---------- EXCERPTED TEXT
- DevOpsCube Newsletter
- Posts
- Kubernetes Node Feature Discovery (Hands On)
Kubernetes Node Feature Discovery (Hands On)
👋 Hi! I’m Bibin Wilson. In each edition, I share practical tips, guides, and the latest trends in DevOps and MLOps to make your day-to-day DevOps tasks more efficient. If someone forwarded this email to you, you can subscribe here to never miss out!
✉️ In Today’s Newsletter
In todays deep dive, I break down everything about Kubernetes Node Feature Discovery.
What is NFD in Kubernetes
Key Use Cases
NFD Architecture
Hands on NFD
Label Filtering to avoid label explosion.
Also, learn how to analyze what’s bloating your Docker image.
🧰 Remote Job Opportunities
ST Engineering iDirect - DevOps Engineer
Akamai Technologies - Senior Site Reliability Engineer
Gainwell Technologies - DevOps Engineer(Terraform)
Ollion - Lead DevOps Engineer
Turing - MLOps Engineer
Scopic - MLOps Consultant
Canonical - Site Reliability Engineer - GitOps
Presidio - Cloud Migration Architect
🧑💻 For K8s Certification Aspirants
The Linux Foundation is running a 2-day flash sale on all its certification registrations!
Use code SPOOKY40CT at kube.promo/devops to get up to 47% off on CK{A,D,S} certifications.
You can find all bundle offers and discounts in this GitHub repository.
📚 k8s Node Feature Discovery
By default, every Kubernetes node comes with a few basic built-in labels that are automatically added by the kubelet.
For example,
kubernetes.io/hostname=<node-name>
kubernetes.io/os=linux
kubernetes.io/arch=amd64
If your cluster runs on a cloud provider like AWS EKS, you will also see extra labels that describe the cloud environment, such as:
topology.kubernetes.io/region=ap-south-1
topology.kubernetes.io/zone=ap-south-1a
node.kubernetes.io/instance-type=t3.medium
These labels are useful for scheduling, automation, and workload placement.
For instance, you can schedule a Pod to run only in a certain region or on a specific instance type.
However, notice that these default labels don’t include any details about the hardware, kernel, or device features of the node.
Thats where Node Feature Discovery (NFD) comes in.
What is Node Feature Discovery (NFD)?
Node Feature Discovery is a Kubernetes add-on that automatically detects and labels node-level features such as CPU flags, memory, kernel version, network adapters, and GPU capabilities.
If you have used Ansible facts before, NFD works in a similar way.
Just like Ansible gathers system information and provides it as metadata, NFD collects system details from Kubernetes nodes and exposes them as node labels.
--------------------
DIRECTIONS –
[1] In the Node Feature Discovery newsletter, rewrite the paragraph beginning "Node Feature Discovery is a Kubernetes add-on" as a short list.
[2] According to the Node Feature Discovery newsletter, what details do the default node labels leave out?
---------- RECORDS SHOWN
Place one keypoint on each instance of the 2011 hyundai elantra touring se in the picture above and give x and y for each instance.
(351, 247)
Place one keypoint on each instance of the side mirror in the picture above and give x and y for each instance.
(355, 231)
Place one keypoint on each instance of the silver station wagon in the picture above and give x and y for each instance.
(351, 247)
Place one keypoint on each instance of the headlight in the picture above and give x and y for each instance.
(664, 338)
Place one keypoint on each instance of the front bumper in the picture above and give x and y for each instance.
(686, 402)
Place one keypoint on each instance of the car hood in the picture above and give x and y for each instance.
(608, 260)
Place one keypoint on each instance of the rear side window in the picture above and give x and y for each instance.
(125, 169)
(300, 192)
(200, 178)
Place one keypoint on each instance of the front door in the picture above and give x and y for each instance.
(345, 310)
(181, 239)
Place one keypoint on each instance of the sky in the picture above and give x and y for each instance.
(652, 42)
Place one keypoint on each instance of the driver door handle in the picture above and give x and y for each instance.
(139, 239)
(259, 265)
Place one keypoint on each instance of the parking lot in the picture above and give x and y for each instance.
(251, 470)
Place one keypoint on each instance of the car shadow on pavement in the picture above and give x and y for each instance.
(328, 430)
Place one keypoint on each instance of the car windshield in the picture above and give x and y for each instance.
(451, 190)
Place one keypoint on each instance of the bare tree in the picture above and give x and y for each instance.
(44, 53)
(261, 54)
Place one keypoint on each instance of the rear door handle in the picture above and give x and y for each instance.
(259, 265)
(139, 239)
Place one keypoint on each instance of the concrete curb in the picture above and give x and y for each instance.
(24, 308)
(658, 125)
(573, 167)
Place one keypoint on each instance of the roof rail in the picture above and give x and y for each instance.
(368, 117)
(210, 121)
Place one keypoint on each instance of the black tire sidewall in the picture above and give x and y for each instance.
--------------------
RESULTS FOR EACH TASK –
[1]
Node Feature Discovery (NFD):
- is a Kubernetes add-on
- automatically detects and labels node-level features
- covers features including:
  - CPU flags
  - memory
  - kernel version
  - network adapters
  - GPU capabilities

[2] They don't include any details about the node's hardware, kernel, or device features.